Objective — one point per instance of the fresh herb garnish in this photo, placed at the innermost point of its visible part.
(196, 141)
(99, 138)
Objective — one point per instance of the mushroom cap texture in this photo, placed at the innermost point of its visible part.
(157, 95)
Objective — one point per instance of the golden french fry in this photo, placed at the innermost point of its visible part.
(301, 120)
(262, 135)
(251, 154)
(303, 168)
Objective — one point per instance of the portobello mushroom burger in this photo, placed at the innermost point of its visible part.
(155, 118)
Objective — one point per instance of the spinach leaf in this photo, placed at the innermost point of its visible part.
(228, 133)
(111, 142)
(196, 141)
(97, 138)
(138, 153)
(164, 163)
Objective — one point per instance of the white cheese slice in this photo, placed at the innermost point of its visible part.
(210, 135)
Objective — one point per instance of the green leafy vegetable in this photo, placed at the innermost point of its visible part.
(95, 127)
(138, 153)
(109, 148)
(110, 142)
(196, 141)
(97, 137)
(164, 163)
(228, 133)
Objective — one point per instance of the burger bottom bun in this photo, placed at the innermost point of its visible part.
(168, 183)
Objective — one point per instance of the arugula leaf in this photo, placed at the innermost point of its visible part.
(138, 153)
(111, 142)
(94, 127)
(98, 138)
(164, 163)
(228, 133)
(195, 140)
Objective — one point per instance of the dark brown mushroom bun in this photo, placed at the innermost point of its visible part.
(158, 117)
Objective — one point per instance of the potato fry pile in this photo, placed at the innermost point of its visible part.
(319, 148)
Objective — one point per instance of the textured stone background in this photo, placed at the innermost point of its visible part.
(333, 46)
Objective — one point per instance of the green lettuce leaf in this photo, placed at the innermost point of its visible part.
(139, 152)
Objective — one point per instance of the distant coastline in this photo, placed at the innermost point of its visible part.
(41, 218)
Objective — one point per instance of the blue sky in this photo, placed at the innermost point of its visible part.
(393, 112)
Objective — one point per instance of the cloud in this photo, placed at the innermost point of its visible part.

__________

> [WHAT THIS TASK INVOLVES]: Reproduce every line of the material exactly.

> [ANSWER SPACE]:
Objective — one point per instance of the fresh herb garnish in this photo, placed at the innermost point of its visible part.
(196, 141)
(99, 138)
Objective — one point per instance of the mushroom cap texture in this photo, placed at the innermost point of its visible part.
(157, 95)
Objective — one point per instance of the golden french fry in this photo, placed at the innermost point of its visible part.
(301, 120)
(262, 135)
(251, 154)
(303, 168)
Objective — one point per instance of the portobello mushroom burger in this photo, placed at the innermost point of its visible part.
(155, 118)
Objective — one point per instance of the spinach leaf in this photo, placed at the innermost point of its visible part.
(228, 133)
(111, 142)
(196, 141)
(97, 138)
(138, 153)
(164, 163)
Objective — one point per instance of the white cheese slice in this photo, placed at the innermost point of its visible part.
(210, 135)
Objective — one point per instance of the green leafy vegetable in this photo, placed at the innermost point of its visible part.
(95, 127)
(138, 153)
(109, 148)
(110, 142)
(196, 141)
(97, 137)
(164, 163)
(228, 133)
Objective — one point per instance of the burger bottom bun in this photo, placed at the innermost point of its visible part.
(168, 183)
Objective — one point per instance of the arugula leaf in this photo, placed at the innermost point of its visible part.
(138, 153)
(111, 142)
(94, 127)
(98, 138)
(164, 163)
(228, 133)
(195, 140)
Objective — one point per instance of the dark brown mushroom bun in this photo, placed at the innermost point of its visible part.
(158, 117)
Objective — one point per instance of the potato fry pile in this photo, placed at the innermost point of its visible part.
(319, 148)
Objective — one point per instance of the textured stone background in this photo, placed at the innermost point of its visible part.
(333, 46)
Objective — one point per instance of the green lettuce leaf in this photo, placed at the innermost point of its visible part.
(139, 152)
Objective — one point per instance of the distant coastline in this photo, placed at the innermost point of its visible part.
(41, 218)
Objective — one point per instance of the blue sky in this photo, placed at the innermost point of its visible part.
(393, 112)
Objective — one point per instance of the cloud in this photo, placed at the innermost point of its visible part.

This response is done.